Copy the game balance discussion between "Yoshi doesn't need" and "Armor: The Game.", inclusive, and swap "Yoshi" for "Mario" throughout.

══ Text segment

I've also seen stone used on tech chases or to randomly smack foes away. Even if Kirby is on the ground, stone puts him up very slightly allowing for the hitbox to smack foes away. It adds pressure being a surprise attack and all.
 

NEWB

Well-Known Member
How come there's no listed change about no djing out of TL's dair? That's a pretty significant change.

Yeah! WHO THE HELL THOUGHT IT WAS A GOOD IDEA TO NOT TELL US THAT HIS DAIR IS NO LONGER SAFE ON WHIFF. Given his recent buffs, I actually think this is fair.

It's no big deal really. You just find out WHEN YOU ARE PLUMMETING TO YOUR DEATH!
 

mozzery

Member
Stone is supposed to be a surprise move from above, obviously, and is meant to be punishable, hence the amount of time it takes to complete the move in total.

Yoshi doesn't need armor on egg roll because it is a mobility tool with attack, grab and jump cancels, not to mention it clangs with weaker attacks already. He doesn't need a safe laser approach because he naturally has a bad MU against projectiles, and already has a way to semi-way to deal with them in the forms of his armored jumps and his flaming eggs. Not everyone should be able to blow through lasers. If Yoshi gets armor on egg roll, by all logical means Rob should get armor or his reflector back on his Rotor, and we all know how dumb that would be. Hell, by that same logic, EVERYONE should have armor on something to let them approach.

I am not going to play Armor: The Game.

Not that I disagree with all of your points but I feel that this was a poorly reasoned post. In particular the line that he naturally has a bad MU against projectiles so he SHOULDN'T get something against projectiles is a particularly galling lapse in logical thought. The whole point of balancing a game is to attempt to get rid of as many naturally bad MU's without creating additional imbalances so the fact that he is naturally bad against projectiles should be a point FOR buffing him against projectiles, not against it. Note I am not advocating the change to be made, just pointing out that saying that he has natural problems against something without pointing out what advantages he possesses that mitigate said problems is not good debate and I prefer good debate over meritorious points to strawman arguments and unfinished comments.

Note, the proper way to argue the point would be to point to the strengths Yoshi has in boxing and aerial game that make up for him only having a "way to semi-way deal with" projectiles. If you can not expound on said virtues, or, failing that, come up with a reasonable alternative buff (because if he's weak against projectiles and his other aspects are lackluster he would need buffed logically) then you are not presenting a good case.

Note I personally have no opinion on the issue of Yoshi as it stands because I haven't played enough against him to have an informed opinion. I HAVE participated in enough debates in my life to have an opinion on the proper way to conduct an argument though. I apologize if this post comes across as too harsh, but you hit a pet peeve of mine and I have been known to overreact when that happens. Thank you very much and have a nice blessed day :)

════
══ Provided information

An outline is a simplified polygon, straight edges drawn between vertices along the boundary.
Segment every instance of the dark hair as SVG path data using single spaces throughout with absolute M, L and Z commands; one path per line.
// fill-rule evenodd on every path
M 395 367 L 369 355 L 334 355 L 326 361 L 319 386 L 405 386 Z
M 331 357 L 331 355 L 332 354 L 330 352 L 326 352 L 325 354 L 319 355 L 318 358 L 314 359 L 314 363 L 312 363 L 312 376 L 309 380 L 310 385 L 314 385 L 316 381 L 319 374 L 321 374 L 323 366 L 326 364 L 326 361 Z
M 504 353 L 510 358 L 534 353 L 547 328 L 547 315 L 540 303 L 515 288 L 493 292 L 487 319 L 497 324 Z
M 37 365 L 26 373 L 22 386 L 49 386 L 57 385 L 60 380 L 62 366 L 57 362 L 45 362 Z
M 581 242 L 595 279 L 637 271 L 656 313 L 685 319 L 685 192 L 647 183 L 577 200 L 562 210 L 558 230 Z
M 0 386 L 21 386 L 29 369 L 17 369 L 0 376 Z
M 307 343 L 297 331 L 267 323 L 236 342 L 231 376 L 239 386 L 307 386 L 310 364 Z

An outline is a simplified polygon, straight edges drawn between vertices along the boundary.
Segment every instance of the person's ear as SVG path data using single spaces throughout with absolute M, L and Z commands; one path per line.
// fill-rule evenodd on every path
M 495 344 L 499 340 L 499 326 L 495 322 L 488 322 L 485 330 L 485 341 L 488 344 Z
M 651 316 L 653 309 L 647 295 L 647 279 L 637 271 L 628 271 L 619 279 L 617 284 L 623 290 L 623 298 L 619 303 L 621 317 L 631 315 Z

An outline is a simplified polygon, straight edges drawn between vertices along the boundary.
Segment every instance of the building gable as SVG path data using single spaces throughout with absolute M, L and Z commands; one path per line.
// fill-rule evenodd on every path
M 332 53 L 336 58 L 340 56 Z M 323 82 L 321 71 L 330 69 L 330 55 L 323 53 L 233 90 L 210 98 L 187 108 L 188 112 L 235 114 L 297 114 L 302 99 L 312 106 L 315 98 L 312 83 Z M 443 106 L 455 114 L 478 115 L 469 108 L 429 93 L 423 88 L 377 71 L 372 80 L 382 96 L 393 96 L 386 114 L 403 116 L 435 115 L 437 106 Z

════
══ Provided information

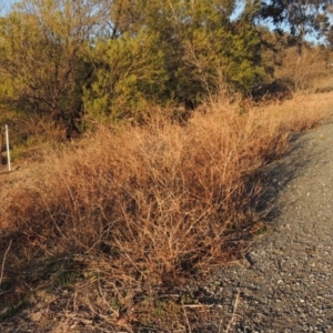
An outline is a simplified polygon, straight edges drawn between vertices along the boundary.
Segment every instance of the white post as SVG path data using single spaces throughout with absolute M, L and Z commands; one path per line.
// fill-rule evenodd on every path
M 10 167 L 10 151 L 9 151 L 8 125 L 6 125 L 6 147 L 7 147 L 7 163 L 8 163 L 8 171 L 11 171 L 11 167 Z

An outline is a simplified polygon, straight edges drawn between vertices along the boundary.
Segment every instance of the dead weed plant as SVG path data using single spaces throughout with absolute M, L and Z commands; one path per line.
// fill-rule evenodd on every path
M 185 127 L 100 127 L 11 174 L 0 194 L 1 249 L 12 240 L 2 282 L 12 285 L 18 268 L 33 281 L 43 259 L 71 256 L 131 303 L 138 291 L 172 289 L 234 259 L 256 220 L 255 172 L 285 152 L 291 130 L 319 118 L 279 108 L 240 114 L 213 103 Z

════

Result of the task:
Mario doesn't need armor on egg roll because it is a mobility tool with attack, grab and jump cancels, not to mention it clangs with weaker attacks already. He doesn't need a safe laser approach because he naturally has a bad MU against projectiles, and already has a way to semi-way to deal with them in the forms of his armored jumps and his flaming eggs. Not everyone should be able to blow through lasers. If Mario gets armor on egg roll, by all logical means Rob should get armor or his reflector back on his Rotor, and we all know how dumb that would be. Hell, by that same logic, EVERYONE should have armor on something to let them approach.

I am not going to play Armor: The Game.